══ СПИСОК СТРОК

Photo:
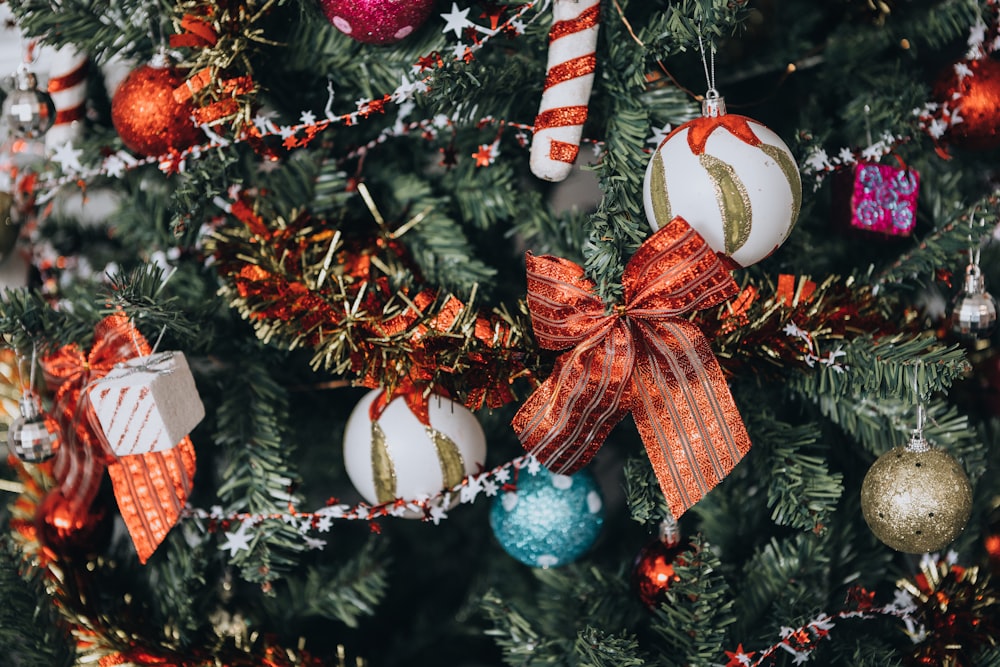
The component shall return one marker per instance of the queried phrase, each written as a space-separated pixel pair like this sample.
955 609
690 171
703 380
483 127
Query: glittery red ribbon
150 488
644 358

════
══ СПИСОК СТРОК

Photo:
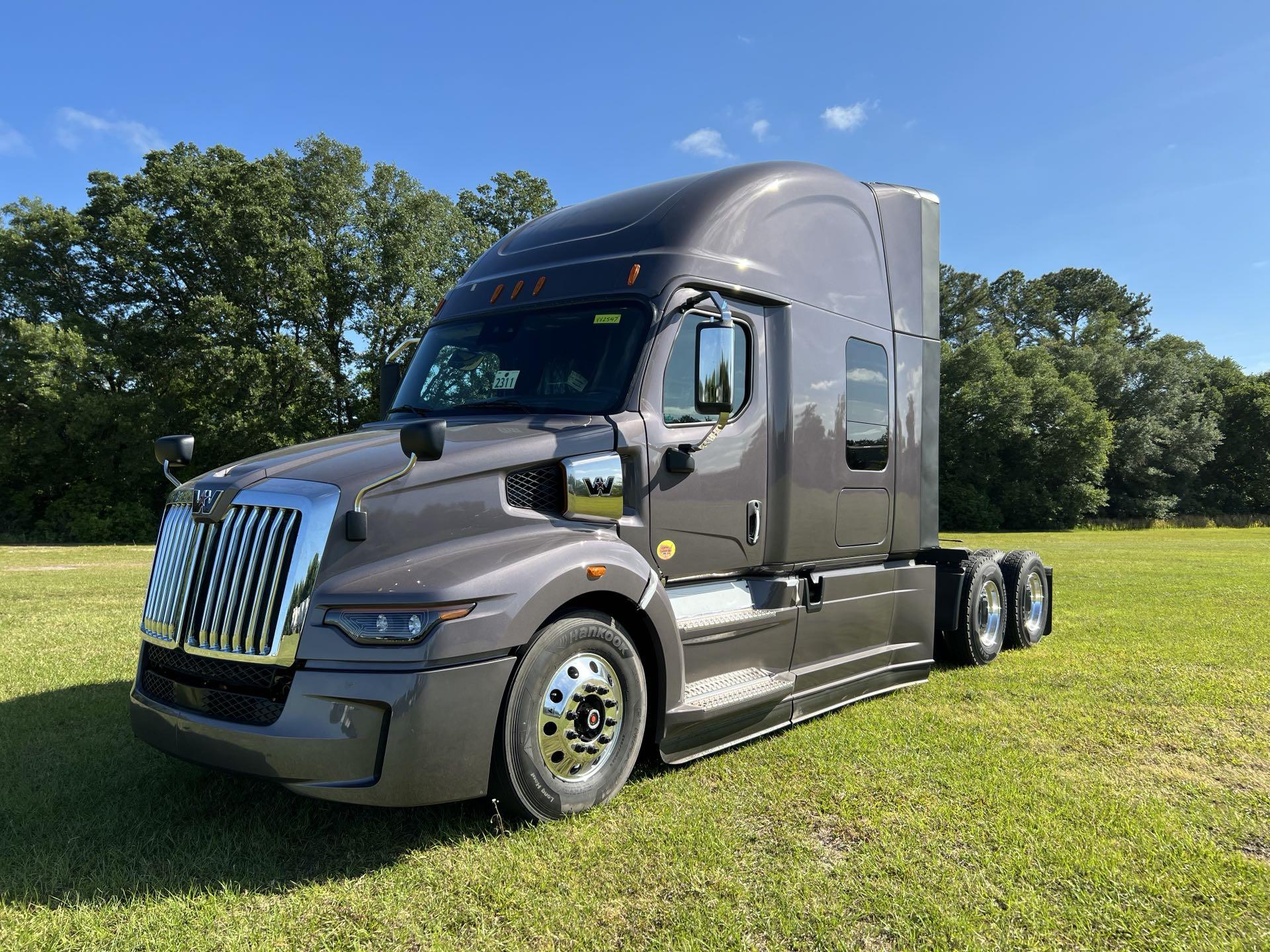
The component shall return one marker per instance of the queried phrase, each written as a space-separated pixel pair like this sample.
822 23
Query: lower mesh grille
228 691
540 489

════

> _УСЛОВИЕ ЗАДАНИЯ_
Найдите все строки выше, в которых встречается слово «Query», и перепишите их.

> _ИТОГОВЫЙ ОТВЕТ_
Query: glittery red ribbon
Query: lower mesh grille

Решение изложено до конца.